** Supplied passage **
++++

Under the penumbra of discretion, trial judges in our federal system have enourmous power to define (and to curtail) the rights of citizens. It is proper that they have such broad discretion, but appellate courts exist to preclude patent abuses of that discretion. Despite my deep respect for my colleagues, in this instance I believe that they, by sanctioning the conscription of Mr. Boylan, have failed to exercise properly their obligation as appellate judges. I therefore dissent from the denial of the petition.
SCIRICA, Circuit Judge, dissenting from denial of rehearing.
This "proceeding involves a question of exceptional importance," see Fed. R. App. P. 35(a), which implicates significant constitutional considerations, and should be heard by the full court. Accordingly, I would grant rehearing in banc.

++++

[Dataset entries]

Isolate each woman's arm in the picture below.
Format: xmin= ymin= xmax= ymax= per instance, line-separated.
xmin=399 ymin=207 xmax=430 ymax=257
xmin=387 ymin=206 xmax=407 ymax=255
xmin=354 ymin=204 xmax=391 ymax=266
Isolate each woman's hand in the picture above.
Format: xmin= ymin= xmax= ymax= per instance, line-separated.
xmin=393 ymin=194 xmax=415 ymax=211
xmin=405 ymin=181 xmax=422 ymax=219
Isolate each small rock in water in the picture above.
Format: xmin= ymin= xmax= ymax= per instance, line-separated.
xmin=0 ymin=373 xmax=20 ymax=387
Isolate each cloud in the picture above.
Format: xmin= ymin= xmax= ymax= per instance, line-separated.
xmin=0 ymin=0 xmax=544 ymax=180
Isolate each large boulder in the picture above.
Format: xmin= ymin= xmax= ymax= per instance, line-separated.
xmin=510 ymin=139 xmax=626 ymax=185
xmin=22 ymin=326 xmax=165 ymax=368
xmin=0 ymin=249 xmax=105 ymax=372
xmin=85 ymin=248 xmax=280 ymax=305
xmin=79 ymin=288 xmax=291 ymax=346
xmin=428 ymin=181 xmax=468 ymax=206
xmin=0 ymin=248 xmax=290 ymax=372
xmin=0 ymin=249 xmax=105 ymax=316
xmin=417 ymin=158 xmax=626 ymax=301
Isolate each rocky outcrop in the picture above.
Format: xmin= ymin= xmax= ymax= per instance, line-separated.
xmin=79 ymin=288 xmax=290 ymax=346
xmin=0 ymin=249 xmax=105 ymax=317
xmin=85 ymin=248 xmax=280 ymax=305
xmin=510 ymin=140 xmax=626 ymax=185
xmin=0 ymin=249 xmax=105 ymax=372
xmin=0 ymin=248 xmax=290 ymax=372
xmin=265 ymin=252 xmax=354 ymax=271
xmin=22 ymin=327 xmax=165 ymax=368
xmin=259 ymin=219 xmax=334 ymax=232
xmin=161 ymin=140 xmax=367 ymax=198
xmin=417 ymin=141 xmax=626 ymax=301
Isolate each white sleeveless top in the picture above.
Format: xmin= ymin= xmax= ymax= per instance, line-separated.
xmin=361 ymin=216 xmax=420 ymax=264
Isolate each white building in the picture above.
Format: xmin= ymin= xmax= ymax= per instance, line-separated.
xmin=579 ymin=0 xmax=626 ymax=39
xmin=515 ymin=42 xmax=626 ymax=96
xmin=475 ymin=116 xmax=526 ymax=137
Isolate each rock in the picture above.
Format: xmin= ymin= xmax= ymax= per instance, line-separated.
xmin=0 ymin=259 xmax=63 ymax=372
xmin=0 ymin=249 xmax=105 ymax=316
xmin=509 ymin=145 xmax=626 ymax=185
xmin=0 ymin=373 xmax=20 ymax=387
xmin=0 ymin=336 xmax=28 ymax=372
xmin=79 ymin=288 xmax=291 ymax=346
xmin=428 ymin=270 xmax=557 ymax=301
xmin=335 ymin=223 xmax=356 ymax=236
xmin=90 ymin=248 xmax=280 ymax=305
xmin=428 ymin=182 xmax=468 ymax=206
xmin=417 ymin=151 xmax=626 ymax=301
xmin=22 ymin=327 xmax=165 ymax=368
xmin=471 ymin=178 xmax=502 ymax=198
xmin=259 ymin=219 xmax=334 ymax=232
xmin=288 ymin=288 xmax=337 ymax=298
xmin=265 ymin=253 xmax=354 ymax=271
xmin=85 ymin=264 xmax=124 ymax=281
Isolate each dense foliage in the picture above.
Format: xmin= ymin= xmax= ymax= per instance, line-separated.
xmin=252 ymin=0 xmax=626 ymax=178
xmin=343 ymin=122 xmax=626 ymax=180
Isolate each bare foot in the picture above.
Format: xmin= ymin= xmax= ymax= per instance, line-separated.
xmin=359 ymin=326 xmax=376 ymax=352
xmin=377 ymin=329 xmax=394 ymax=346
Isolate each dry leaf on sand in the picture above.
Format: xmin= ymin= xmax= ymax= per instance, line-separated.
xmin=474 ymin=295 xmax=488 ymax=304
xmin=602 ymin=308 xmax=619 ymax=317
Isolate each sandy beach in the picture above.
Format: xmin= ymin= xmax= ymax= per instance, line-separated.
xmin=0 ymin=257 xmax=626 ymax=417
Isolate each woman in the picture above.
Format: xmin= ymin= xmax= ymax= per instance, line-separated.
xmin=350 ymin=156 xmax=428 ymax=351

++++

** Work item **
In the court dissent passage, what does Judge Scirica say he would grant? The entries are separate from the court dissent passage and stand on their own.

** Task answer **
Rehearing in banc.